Records shown |
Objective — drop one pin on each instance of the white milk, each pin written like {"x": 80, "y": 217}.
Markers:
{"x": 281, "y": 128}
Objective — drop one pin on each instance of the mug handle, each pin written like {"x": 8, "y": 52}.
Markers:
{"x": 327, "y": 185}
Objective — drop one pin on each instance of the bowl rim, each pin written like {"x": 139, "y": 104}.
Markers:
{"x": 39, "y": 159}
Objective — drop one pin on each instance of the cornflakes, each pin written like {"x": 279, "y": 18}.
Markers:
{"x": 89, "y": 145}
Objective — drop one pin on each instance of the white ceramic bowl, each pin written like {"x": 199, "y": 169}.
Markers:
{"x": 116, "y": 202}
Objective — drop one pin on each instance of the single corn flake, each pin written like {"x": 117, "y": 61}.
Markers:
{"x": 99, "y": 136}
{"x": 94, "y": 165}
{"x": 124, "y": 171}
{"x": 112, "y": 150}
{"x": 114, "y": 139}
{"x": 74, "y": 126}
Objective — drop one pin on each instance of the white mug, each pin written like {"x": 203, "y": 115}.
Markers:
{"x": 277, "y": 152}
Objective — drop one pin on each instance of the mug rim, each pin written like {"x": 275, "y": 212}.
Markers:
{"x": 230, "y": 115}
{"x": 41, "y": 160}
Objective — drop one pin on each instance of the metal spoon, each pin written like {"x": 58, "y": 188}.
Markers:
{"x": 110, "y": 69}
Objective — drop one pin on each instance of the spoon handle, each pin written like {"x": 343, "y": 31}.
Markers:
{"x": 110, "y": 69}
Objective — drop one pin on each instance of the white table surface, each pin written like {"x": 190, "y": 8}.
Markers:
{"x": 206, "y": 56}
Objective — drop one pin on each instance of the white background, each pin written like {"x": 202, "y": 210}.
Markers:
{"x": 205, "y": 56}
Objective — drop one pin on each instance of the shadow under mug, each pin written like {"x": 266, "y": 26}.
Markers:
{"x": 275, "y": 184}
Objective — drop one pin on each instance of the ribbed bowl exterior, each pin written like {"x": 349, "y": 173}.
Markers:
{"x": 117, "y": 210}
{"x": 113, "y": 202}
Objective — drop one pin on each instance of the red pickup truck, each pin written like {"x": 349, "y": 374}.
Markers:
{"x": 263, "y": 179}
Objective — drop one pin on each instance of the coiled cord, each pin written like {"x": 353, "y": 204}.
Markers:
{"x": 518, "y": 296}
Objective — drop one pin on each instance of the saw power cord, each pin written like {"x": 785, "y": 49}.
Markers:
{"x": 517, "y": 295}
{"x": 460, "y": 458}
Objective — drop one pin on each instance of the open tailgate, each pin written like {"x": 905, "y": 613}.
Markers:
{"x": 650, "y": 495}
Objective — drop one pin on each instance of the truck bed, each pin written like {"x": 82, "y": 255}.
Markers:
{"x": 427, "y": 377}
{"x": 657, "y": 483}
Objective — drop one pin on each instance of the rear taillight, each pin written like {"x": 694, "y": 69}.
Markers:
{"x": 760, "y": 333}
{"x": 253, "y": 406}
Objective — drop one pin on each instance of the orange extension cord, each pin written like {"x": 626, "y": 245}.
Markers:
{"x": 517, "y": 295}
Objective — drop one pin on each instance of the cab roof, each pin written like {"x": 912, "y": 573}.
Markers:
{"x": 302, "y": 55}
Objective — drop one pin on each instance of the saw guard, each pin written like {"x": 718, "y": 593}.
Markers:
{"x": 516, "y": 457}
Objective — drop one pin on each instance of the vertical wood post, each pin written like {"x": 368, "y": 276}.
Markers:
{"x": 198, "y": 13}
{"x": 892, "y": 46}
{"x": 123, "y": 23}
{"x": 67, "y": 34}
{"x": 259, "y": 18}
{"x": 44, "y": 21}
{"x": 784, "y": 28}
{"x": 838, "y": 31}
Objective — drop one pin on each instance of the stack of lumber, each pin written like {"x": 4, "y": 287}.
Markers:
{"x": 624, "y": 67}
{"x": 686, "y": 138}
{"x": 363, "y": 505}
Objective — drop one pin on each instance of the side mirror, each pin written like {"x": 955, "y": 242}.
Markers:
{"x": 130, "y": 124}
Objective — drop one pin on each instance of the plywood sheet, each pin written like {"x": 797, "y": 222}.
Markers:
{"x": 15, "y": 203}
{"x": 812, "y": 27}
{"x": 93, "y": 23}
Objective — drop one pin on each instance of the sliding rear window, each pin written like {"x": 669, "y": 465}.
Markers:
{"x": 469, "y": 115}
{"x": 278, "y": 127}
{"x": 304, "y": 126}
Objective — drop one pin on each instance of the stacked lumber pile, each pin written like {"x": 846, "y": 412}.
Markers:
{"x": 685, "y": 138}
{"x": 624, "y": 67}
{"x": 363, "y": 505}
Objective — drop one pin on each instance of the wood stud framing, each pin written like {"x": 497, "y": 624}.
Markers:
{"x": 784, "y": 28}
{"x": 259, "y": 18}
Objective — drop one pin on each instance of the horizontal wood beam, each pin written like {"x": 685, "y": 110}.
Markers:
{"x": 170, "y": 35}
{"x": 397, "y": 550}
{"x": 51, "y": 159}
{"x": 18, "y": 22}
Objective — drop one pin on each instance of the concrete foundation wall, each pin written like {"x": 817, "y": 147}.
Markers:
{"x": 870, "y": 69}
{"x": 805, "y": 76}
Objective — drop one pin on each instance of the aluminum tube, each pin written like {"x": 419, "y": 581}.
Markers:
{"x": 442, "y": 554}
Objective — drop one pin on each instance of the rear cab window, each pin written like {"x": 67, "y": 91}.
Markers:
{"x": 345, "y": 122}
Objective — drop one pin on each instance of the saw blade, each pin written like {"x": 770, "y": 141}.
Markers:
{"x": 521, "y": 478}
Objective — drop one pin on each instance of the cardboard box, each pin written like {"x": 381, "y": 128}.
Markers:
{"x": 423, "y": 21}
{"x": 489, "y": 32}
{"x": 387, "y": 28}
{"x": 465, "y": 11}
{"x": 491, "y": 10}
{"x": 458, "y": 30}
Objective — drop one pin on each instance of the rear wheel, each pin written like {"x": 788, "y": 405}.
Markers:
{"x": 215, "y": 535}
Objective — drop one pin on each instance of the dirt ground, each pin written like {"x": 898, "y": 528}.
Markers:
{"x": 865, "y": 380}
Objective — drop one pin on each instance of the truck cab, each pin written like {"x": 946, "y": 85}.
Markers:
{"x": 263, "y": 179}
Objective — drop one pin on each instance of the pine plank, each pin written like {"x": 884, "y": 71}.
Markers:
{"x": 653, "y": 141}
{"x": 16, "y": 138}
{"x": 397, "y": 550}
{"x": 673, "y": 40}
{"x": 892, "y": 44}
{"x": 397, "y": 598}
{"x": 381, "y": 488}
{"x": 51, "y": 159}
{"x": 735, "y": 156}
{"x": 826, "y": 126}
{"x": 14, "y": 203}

Problem | Give the records above again, word for word.

Expected answer |
Objective — drop one pin on each instance of the white milk, each pin written like {"x": 80, "y": 217}.
Markers:
{"x": 281, "y": 128}
Objective — drop one pin on each instance of the mug handle, each pin written like {"x": 8, "y": 52}.
Markers:
{"x": 327, "y": 185}
Objective — drop one pin on each instance of the bowl rim, each pin written like {"x": 139, "y": 104}.
Markers:
{"x": 39, "y": 159}
Objective — drop one pin on each instance of the cornflakes, each pin written like {"x": 279, "y": 18}.
Markers:
{"x": 89, "y": 145}
Objective — drop one pin on each instance of the white ceramic bowl, each pin written like {"x": 199, "y": 169}.
Markers:
{"x": 116, "y": 202}
Objective — drop one pin on each instance of the single corn flake, each pin written like {"x": 117, "y": 61}.
Markers:
{"x": 99, "y": 136}
{"x": 94, "y": 165}
{"x": 124, "y": 171}
{"x": 112, "y": 150}
{"x": 114, "y": 139}
{"x": 74, "y": 126}
Objective — drop one pin on each instance of the white mug, each pin written like {"x": 203, "y": 115}.
Markers:
{"x": 277, "y": 152}
Objective — drop one pin on each instance of the mug rim, each pin written like {"x": 275, "y": 212}.
Markers:
{"x": 230, "y": 115}
{"x": 41, "y": 160}
Objective — drop one pin on each instance of the metal spoon, each pin written like {"x": 58, "y": 188}.
Markers:
{"x": 110, "y": 69}
Objective — drop one pin on each instance of the spoon handle, each pin written like {"x": 343, "y": 31}.
Markers:
{"x": 110, "y": 69}
Objective — drop one pin on each instance of the white table surface, each pin written like {"x": 190, "y": 8}.
Markers:
{"x": 206, "y": 56}
Objective — drop one pin on each instance of the white background, each pin written like {"x": 202, "y": 210}.
Markers:
{"x": 205, "y": 56}
Objective — drop one pin on each instance of the shadow under mug, each pin written like {"x": 266, "y": 26}.
Markers:
{"x": 275, "y": 184}
Objective — drop one pin on each instance of the ribbed bowl exterior, each pin written like {"x": 349, "y": 173}.
Markers:
{"x": 117, "y": 210}
{"x": 113, "y": 202}
Objective — drop one pin on each instance of the red pickup truck, each pin written like {"x": 349, "y": 374}.
Markers:
{"x": 263, "y": 179}
Objective — drop one pin on each instance of the coiled cord, each pin written like {"x": 353, "y": 204}.
Markers:
{"x": 518, "y": 296}
Objective — drop one pin on each instance of the saw power cord, each pin written like {"x": 785, "y": 49}.
Markers:
{"x": 517, "y": 295}
{"x": 460, "y": 458}
Objective — drop one pin on each instance of the open tailgate, each pin written like {"x": 905, "y": 613}.
Markers:
{"x": 650, "y": 495}
Objective — drop one pin on each instance of the truck bed, each pin written like {"x": 82, "y": 255}.
Markers:
{"x": 427, "y": 377}
{"x": 657, "y": 483}
Objective — drop one pin on each instance of the rear taillight, each pin written like {"x": 694, "y": 69}.
Markers:
{"x": 760, "y": 333}
{"x": 253, "y": 406}
Objective — drop one pin on each instance of the orange extension cord, each pin written like {"x": 626, "y": 245}.
Markers:
{"x": 517, "y": 295}
Objective — drop one pin on each instance of the cab roof, each pin written like {"x": 912, "y": 573}.
Markers:
{"x": 302, "y": 55}
Objective — drop one pin on each instance of the saw guard, each pin written like {"x": 718, "y": 593}.
Markers:
{"x": 516, "y": 457}
Objective — drop one pin on each instance of the vertical wood post, each pin written like {"x": 368, "y": 276}.
Markers:
{"x": 198, "y": 13}
{"x": 892, "y": 46}
{"x": 123, "y": 23}
{"x": 67, "y": 34}
{"x": 259, "y": 18}
{"x": 44, "y": 21}
{"x": 784, "y": 28}
{"x": 838, "y": 31}
Objective — drop one pin on each instance of the stack of lumber, each pin written like {"x": 4, "y": 287}.
Markers:
{"x": 624, "y": 67}
{"x": 686, "y": 138}
{"x": 363, "y": 505}
Objective — drop one pin on each instance of the side mirror, each pin written like {"x": 955, "y": 242}.
Markers:
{"x": 130, "y": 124}
Objective — drop one pin on each instance of the plywood sheet, each pin written like {"x": 797, "y": 222}.
Markers:
{"x": 15, "y": 203}
{"x": 812, "y": 27}
{"x": 93, "y": 23}
Objective — drop one pin on each instance of the sliding rear window, each pin written like {"x": 669, "y": 465}.
Markers:
{"x": 469, "y": 115}
{"x": 278, "y": 127}
{"x": 304, "y": 126}
Objective — drop one pin on each instance of the stacked lumber pile, each pin written like {"x": 846, "y": 412}.
Markers:
{"x": 685, "y": 138}
{"x": 624, "y": 67}
{"x": 363, "y": 505}
Objective — drop one pin on each instance of the wood stud framing, each pin written like {"x": 497, "y": 624}.
Markers:
{"x": 784, "y": 28}
{"x": 259, "y": 18}
Objective — drop one pin on each instance of the horizontal wood beam, each pin written like {"x": 685, "y": 110}.
Markers:
{"x": 170, "y": 35}
{"x": 397, "y": 550}
{"x": 51, "y": 159}
{"x": 18, "y": 22}
Objective — drop one pin on each instance of the concrete foundation wall, each pin written like {"x": 817, "y": 147}.
Markers:
{"x": 870, "y": 69}
{"x": 805, "y": 76}
Objective — drop one pin on each instance of the aluminum tube, each pin written like {"x": 419, "y": 581}.
Markers:
{"x": 442, "y": 554}
Objective — drop one pin on each instance of the rear cab window, each pin written like {"x": 67, "y": 91}.
Markers:
{"x": 345, "y": 122}
Objective — drop one pin on each instance of the saw blade, each pin written like {"x": 770, "y": 141}.
Markers:
{"x": 521, "y": 478}
Objective — drop one pin on each instance of the cardboard box, each pin written like {"x": 381, "y": 128}.
Markers:
{"x": 423, "y": 21}
{"x": 489, "y": 32}
{"x": 387, "y": 28}
{"x": 465, "y": 11}
{"x": 491, "y": 10}
{"x": 458, "y": 30}
Objective — drop one pin on each instance of the rear wheel, each pin written like {"x": 788, "y": 405}.
Markers:
{"x": 215, "y": 535}
Objective — drop one pin on each instance of the dirt ground, each pin written like {"x": 898, "y": 528}.
Markers:
{"x": 865, "y": 380}
Objective — drop one pin on each instance of the truck cab, each pin written like {"x": 946, "y": 85}.
Markers:
{"x": 263, "y": 179}
Objective — drop one pin on each instance of the pine plank, each pin written like {"x": 884, "y": 71}.
Markers:
{"x": 653, "y": 141}
{"x": 16, "y": 138}
{"x": 397, "y": 550}
{"x": 673, "y": 40}
{"x": 892, "y": 44}
{"x": 397, "y": 598}
{"x": 381, "y": 488}
{"x": 51, "y": 159}
{"x": 735, "y": 156}
{"x": 826, "y": 126}
{"x": 14, "y": 203}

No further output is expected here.